> _REQUISITOS DO EXERCÍCIO_:
a. Transcreva do texto sobre a vulva e a sexualidade o trecho que começa em "Procedimentos cirúrgicos" e termina em "organização Treasures.".
b. Dê seguimento ao texto sobre a vulva e a sexualidade, começando logo após a última frase apresentada.

> _TRECHO SELECIONADO_:
···

No século XVIII, estava difundida a ideia, pelo médico Galeno de Pérgamo, que a vagina era um
pênis invertido. Somente em 2009, um estudo publicado pelo The Journal of
Sexual Medicine, mostrou que o clitóris é equivalente ao pênis, mas com 4 mil
terminações nervosas a mais.
Letícia Bahia, psicóloga e diretora institucional da
Revista AzMina, explica que a vagina ainda é pensada como um complemento ao
pênis. Nesse sentido, “existem pouquíssimos estudos sobre a relação entre duas
vulvas, por exemplo, uma relação afetiva sexual que acontece entre duas
mulheres, como se dá a prevenção de doenças sexualmente transmissíveis. Isso
porque é a partir do pênis que se pensa a sexualidade”.
“Porque estamos escondendo essa parte do corpo? Qual é
o medo em falar sobre vagina?”, questiona Bahia.
Procedimentos cirúrgicos
Segundo
Halana Faria, ginecologista do Coletivo Feminista Sexualidade e Saúde, existe
uma demanda relacionada à imagem de uma vulva
Segundo Halana Faria, ginecologista do Coletivo
Feminista Sexualidade e Saúde, existe uma demanda relacionada à imagem de uma
vulva
Apesar de não se falar abertamente sobre a vagina, os
estereótipos que a cercam estão espalhados, por exemplo, nos filmes da indústria
pornográfica, que movimenta anualmente mais de R$ 100 bilhões, segundo a
organização Treasures.
A vulva clara e rosada, sem pêlos, com pequenos lábios,
além de remeter à infantilização e ter um caráter racista, é imposta como um
padrão estético.
Em 2016, o Brasil liderou o ranking mundial de
procedimentos estéticos no corpo, segundo a International Society of Aesthetic
Plastic Surgery (Sociedade Internacional de Cirurgia Plástica Estética). No
total, foram mais de 500 mil cirurgias, cerca de 16% dos procedimentos do mundo
todo. Em segundo lugar está os Estados Unidos e em terceiro, o México.
Um dos benefícios colocados como procedente da
ninfoplastia ou labioplastia, a redução de pele dos lábios vaginais, é devolver
à mulher sua sexualidade.
Porém, Bahia explica que a sexualidade não é algo que
se possa devolver tanto à mulher quanto ao homem, pois é intrínseco ao
indivíduo.
“A sexualidade é a dimensão humana sobre a função
reprodutiva.Tudo o que se sobrepõe de cultura acima dela é a sexualidade”,
afirma. E contínua, “não é algo que se pode devolver ou retirar de alguém. A
pergunta é como cada um vive a sexualidade e como podemos buscar maneiras de
viver as sexualidades de uma forma mais saudável”.

···

> _DADOS APRESENTADOS_:
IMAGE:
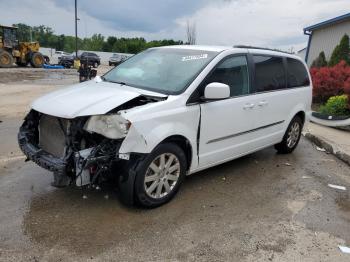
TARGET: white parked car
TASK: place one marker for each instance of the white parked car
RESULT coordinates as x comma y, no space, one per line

···

> _RESPOSTAS_:
a.
Procedimentos cirúrgicos
Segundo
Halana Faria, ginecologista do Coletivo Feminista Sexualidade e Saúde, existe
uma demanda relacionada à imagem de uma vulva
Segundo Halana Faria, ginecologista do Coletivo
Feminista Sexualidade e Saúde, existe uma demanda relacionada à imagem de uma
vulva
Apesar de não se falar abertamente sobre a vagina, os
estereótipos que a cercam estão espalhados, por exemplo, nos filmes da indústria
pornográfica, que movimenta anualmente mais de R$ 100 bilhões, segundo a
organização Treasures.

b.
A questão que Bahia traz é a necessidade de procurar
entender o porquê de tantas mulheres brasileiras procurarem procedimentos
cirúrgicos para modificar suas vulvas. “E aí estamos falando novamente da
necessidade de conversar sobre tudo isso”, conclui.
O tabu da vagina não é um atributo de um gênero específico.
“O tabu é nosso”, diz Bahia. Diferentes são os efeitos para cada um. No
entanto, na ponta desse sistema, está o homem que questiona do tamanho da vulva da
esposa.
“Acho um equívoco a gente transformar isso num questão
de homens que não conseguem lidar com a questão da vagina. Isso é nosso, de
todos nós. Todos nós estamos produzindo, lidando com isso”.
Quando a ninfoplastia é necessária?
Segundo Halana Faria, ginecologista do Coletivo
Feminista Sexualidade e Saúde, existe uma demanda relacionada à imagem de uma
vulva. “As mulheres muitas vezes não têm a percepção sobre a diversidade
possível de forma e tamanho das vulvas. Então, mesmo sem problemas relacionados
a lábios mais volumosos, começa a se questionar sobre a ‘normalidade da
sua vulva’.
Faria, no entanto, lembra que a reconstrução genital
nos casos de transgenitalização pode ser um caminho para as mulheres trans
construírem sua identidade de gênero. Nesse sentido, “é preciso entender a
diferença entre a medicalização excessiva do corpo das mulheres
cis e o acesso a construção de um corpo possível às mulheres trans”.
Ainda assim, a psicóloga Letícia Bahia afirma que a
sexualidade e as modificações genitais estão no campo da dimensão afetiva, o
que torna complicado colocar esse aspecto somente sob a responsabilidade de
“alguém que, em termos acadêmicos, não tem preparo para trabalhar nessa
esfera”.
“Um cirurgião plástico tem treinamento para resolver um
problema estético, mas não para resolver uma questão de cunho afetivo, que é
uma questão de autoestima”, conclui Bahia.